Whichever lines of the entries hold the word "malaysian" should be identified and copied.

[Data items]
------------------------------------------------------------

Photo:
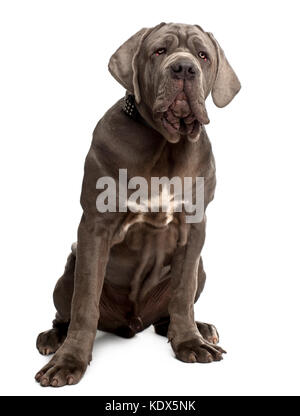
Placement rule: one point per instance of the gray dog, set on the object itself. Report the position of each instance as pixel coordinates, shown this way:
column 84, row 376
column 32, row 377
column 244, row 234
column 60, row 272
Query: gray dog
column 130, row 270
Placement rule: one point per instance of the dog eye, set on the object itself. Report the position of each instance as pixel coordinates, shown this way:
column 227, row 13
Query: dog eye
column 203, row 56
column 160, row 51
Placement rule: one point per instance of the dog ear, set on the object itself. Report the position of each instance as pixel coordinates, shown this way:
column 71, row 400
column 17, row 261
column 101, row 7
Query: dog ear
column 226, row 84
column 123, row 64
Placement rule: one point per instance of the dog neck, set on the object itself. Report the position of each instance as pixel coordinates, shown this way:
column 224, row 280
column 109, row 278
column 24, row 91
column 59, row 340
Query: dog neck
column 130, row 109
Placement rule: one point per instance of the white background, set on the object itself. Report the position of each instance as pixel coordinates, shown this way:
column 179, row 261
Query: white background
column 54, row 88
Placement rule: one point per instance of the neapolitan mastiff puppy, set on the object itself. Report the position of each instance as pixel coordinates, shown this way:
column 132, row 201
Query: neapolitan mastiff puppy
column 133, row 269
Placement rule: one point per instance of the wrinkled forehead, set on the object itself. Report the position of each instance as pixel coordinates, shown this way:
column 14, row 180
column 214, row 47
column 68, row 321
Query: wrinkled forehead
column 178, row 36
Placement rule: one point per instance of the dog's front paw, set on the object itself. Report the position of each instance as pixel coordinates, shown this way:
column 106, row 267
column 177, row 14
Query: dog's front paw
column 198, row 350
column 64, row 368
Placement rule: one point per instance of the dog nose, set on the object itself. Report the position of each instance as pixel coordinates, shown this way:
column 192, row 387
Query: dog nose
column 183, row 70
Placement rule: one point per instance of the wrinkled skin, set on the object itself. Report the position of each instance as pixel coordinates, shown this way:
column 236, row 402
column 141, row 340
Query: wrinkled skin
column 131, row 270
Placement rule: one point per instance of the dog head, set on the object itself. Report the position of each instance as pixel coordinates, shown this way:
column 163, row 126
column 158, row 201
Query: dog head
column 171, row 69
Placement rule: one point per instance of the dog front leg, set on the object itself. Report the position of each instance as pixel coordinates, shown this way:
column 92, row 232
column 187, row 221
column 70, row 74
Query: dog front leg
column 70, row 362
column 186, row 340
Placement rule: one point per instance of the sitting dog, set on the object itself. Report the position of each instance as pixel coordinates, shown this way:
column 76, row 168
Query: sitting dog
column 132, row 269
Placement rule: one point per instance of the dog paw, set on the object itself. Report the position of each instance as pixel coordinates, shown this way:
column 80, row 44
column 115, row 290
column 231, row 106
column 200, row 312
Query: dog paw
column 48, row 342
column 208, row 332
column 199, row 350
column 63, row 369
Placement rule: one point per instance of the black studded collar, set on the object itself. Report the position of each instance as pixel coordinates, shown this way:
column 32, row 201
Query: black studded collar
column 130, row 109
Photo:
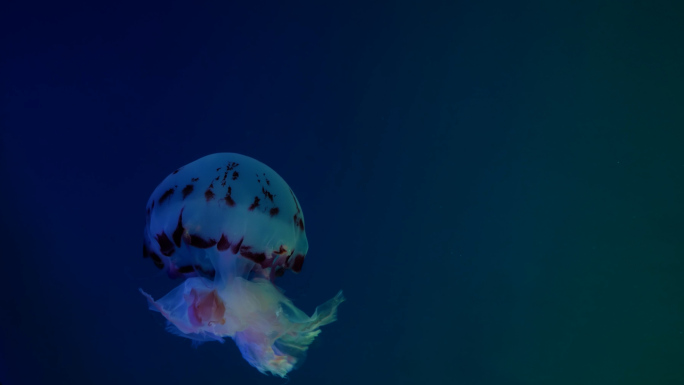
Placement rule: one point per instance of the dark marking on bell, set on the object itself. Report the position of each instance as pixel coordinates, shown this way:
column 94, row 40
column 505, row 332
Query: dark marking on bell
column 157, row 261
column 254, row 204
column 165, row 244
column 267, row 194
column 223, row 244
column 229, row 200
column 178, row 232
column 236, row 246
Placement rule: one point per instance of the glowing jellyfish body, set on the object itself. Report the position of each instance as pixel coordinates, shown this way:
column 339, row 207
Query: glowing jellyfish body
column 230, row 225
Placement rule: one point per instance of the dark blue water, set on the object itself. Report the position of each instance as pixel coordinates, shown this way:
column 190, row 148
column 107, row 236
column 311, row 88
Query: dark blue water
column 498, row 188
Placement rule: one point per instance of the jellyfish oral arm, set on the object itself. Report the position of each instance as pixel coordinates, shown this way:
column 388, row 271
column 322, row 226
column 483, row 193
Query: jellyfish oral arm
column 272, row 334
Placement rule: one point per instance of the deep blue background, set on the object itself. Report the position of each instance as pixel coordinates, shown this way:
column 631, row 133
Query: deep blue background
column 497, row 187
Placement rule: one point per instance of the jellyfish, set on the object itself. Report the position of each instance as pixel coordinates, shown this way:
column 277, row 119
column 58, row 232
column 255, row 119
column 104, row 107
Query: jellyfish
column 228, row 226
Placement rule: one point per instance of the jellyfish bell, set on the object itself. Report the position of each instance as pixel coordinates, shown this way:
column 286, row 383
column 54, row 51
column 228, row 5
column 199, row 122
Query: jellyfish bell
column 230, row 225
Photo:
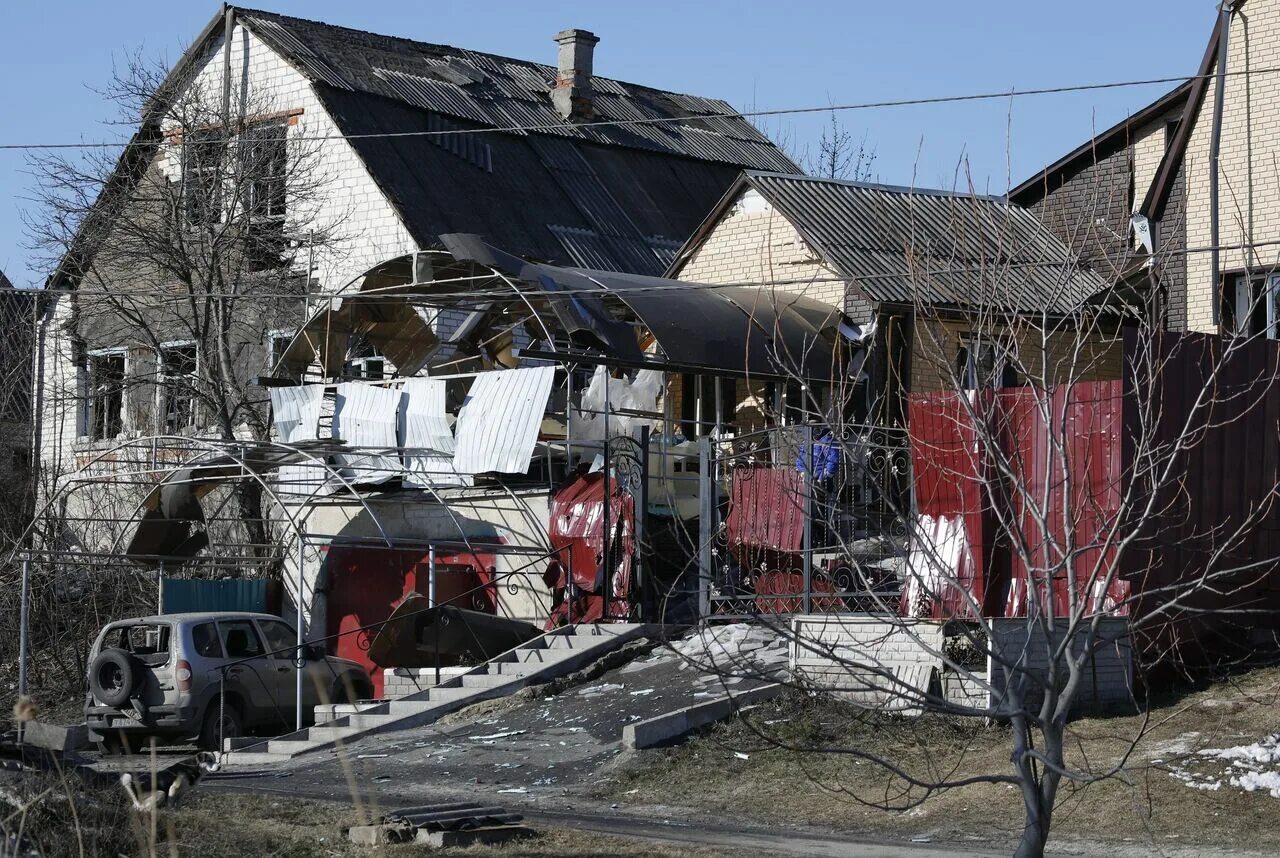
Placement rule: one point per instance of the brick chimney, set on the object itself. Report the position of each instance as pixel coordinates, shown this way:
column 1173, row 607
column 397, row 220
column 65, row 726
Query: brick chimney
column 571, row 95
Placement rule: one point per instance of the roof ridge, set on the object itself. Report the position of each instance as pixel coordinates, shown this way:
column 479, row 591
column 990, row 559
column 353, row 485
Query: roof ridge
column 880, row 186
column 417, row 42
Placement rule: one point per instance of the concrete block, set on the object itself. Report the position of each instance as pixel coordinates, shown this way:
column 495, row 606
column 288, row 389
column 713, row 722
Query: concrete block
column 488, row 835
column 672, row 725
column 378, row 835
column 51, row 736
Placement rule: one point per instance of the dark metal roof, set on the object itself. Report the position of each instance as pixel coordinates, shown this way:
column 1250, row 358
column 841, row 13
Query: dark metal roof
column 502, row 92
column 700, row 328
column 909, row 245
column 617, row 197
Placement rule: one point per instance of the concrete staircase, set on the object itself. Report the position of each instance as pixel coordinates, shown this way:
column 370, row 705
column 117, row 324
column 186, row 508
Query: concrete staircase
column 556, row 653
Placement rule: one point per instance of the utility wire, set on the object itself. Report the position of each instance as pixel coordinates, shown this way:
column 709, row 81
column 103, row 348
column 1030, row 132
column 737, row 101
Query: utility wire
column 658, row 121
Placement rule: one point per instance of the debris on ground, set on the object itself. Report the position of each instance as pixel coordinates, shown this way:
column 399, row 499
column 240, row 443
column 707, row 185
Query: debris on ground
column 443, row 825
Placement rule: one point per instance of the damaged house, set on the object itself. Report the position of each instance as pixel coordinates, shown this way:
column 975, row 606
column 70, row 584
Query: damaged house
column 284, row 161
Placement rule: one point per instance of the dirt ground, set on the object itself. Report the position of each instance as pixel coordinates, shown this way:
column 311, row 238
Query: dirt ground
column 1184, row 785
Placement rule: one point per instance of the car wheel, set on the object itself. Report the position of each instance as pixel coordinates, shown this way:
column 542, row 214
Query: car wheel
column 220, row 722
column 113, row 676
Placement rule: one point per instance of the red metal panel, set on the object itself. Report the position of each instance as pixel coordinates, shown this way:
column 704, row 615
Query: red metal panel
column 949, row 479
column 577, row 539
column 366, row 584
column 766, row 509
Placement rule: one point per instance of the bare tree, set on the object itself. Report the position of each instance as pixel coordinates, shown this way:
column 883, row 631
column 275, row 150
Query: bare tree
column 839, row 155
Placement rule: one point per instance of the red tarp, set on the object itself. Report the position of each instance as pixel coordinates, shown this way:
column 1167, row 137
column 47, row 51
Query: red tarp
column 1069, row 437
column 577, row 539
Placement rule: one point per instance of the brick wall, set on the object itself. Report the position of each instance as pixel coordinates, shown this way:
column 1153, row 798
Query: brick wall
column 1047, row 357
column 1249, row 182
column 754, row 243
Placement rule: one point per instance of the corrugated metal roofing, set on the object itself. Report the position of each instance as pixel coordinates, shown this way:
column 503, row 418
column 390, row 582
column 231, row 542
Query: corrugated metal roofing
column 905, row 245
column 410, row 71
column 618, row 196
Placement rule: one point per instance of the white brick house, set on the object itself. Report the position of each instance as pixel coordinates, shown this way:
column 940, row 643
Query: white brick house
column 410, row 141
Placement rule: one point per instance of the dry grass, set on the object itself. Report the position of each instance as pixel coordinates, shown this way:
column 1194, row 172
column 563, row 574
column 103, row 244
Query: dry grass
column 1146, row 804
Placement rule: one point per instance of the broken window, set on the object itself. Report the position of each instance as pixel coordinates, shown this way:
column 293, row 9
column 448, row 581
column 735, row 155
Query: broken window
column 982, row 363
column 204, row 155
column 264, row 164
column 1251, row 305
column 699, row 414
column 365, row 363
column 105, row 400
column 178, row 365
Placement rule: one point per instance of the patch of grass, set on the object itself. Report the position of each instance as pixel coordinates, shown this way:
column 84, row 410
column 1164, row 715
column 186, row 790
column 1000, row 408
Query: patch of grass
column 839, row 790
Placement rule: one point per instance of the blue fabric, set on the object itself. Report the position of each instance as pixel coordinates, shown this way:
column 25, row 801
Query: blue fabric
column 823, row 455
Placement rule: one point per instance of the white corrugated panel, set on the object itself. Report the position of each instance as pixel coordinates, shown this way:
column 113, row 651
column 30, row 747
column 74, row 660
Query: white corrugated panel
column 426, row 436
column 499, row 420
column 296, row 412
column 365, row 419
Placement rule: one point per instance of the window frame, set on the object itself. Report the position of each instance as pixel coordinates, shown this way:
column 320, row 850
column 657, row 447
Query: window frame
column 92, row 392
column 164, row 392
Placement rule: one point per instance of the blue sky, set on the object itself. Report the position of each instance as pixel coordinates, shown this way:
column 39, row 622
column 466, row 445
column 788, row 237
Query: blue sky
column 777, row 54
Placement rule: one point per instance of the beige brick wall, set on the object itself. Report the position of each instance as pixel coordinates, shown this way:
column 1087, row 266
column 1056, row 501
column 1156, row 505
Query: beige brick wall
column 1043, row 356
column 754, row 243
column 1249, row 178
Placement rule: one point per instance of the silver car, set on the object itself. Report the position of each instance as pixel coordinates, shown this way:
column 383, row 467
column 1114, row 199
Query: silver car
column 206, row 676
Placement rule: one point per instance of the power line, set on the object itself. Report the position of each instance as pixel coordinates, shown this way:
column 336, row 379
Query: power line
column 657, row 121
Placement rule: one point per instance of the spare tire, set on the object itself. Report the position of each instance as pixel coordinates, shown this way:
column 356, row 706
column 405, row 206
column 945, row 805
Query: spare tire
column 114, row 676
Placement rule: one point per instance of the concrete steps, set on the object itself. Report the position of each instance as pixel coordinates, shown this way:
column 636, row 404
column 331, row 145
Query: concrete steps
column 553, row 655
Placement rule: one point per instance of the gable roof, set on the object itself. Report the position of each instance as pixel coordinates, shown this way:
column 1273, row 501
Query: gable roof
column 502, row 92
column 905, row 245
column 1098, row 147
column 465, row 141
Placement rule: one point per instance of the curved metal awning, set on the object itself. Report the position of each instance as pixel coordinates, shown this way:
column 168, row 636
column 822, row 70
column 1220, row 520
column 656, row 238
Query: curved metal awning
column 649, row 320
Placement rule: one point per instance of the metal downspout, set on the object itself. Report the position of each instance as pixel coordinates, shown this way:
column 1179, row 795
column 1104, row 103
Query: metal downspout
column 1215, row 146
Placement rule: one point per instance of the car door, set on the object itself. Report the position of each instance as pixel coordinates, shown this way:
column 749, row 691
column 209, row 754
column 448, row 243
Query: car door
column 318, row 678
column 250, row 670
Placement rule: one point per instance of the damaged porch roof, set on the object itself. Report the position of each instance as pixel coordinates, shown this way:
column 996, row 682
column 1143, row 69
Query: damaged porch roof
column 626, row 318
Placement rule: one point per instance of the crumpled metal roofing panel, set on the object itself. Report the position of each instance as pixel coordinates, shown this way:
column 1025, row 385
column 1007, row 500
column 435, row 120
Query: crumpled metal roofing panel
column 904, row 245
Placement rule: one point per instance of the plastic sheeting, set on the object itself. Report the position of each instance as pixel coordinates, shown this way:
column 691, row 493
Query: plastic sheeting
column 296, row 411
column 365, row 419
column 426, row 436
column 499, row 420
column 639, row 395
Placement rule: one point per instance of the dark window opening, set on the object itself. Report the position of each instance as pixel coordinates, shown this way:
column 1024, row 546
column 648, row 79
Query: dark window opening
column 105, row 396
column 178, row 365
column 264, row 164
column 698, row 405
column 982, row 364
column 1249, row 305
column 204, row 154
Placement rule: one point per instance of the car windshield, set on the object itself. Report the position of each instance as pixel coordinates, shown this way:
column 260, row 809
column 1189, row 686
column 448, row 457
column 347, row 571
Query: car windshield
column 149, row 642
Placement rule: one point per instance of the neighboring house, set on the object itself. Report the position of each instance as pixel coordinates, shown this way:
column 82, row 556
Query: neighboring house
column 17, row 339
column 411, row 140
column 1142, row 194
column 912, row 265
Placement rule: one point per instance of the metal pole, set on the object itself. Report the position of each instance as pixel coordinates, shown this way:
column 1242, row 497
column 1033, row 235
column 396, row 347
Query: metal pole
column 300, row 662
column 23, row 619
column 1215, row 145
column 807, row 479
column 641, row 514
column 707, row 506
column 430, row 603
column 607, row 576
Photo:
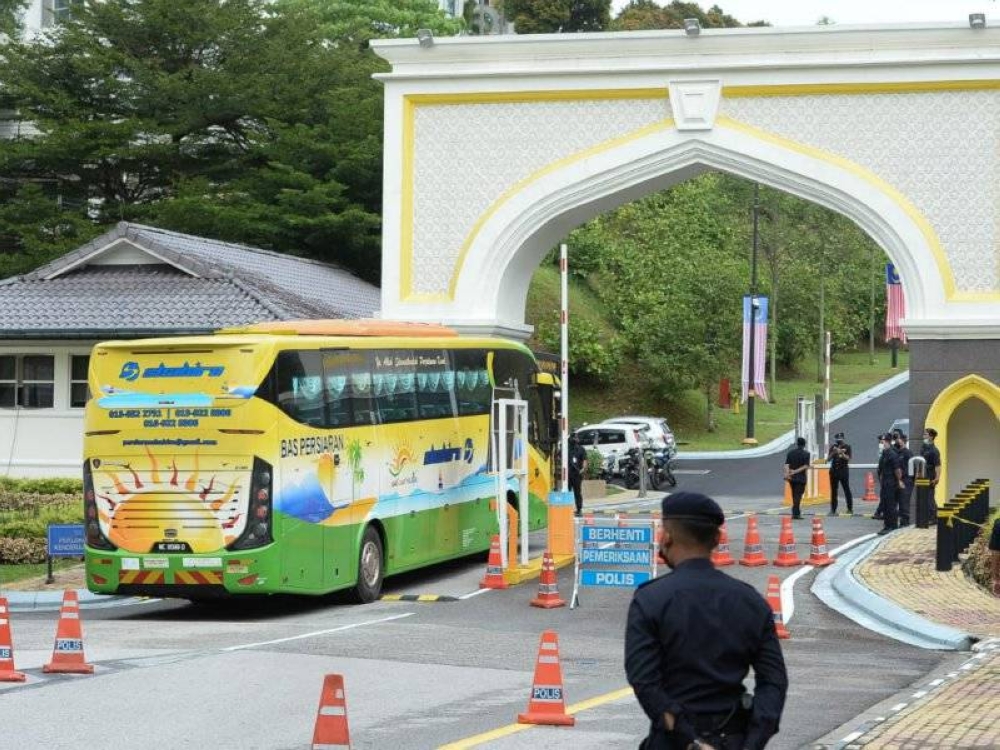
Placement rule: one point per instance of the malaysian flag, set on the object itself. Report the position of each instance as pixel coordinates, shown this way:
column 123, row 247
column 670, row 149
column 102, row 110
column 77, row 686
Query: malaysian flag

------------------------------------------------------------

**Result of the task:**
Placement rule: one point per instance of the malaysian flag, set on the object itself. Report the position of each instance as pixel coordinates, shown this way:
Query: malaysian flag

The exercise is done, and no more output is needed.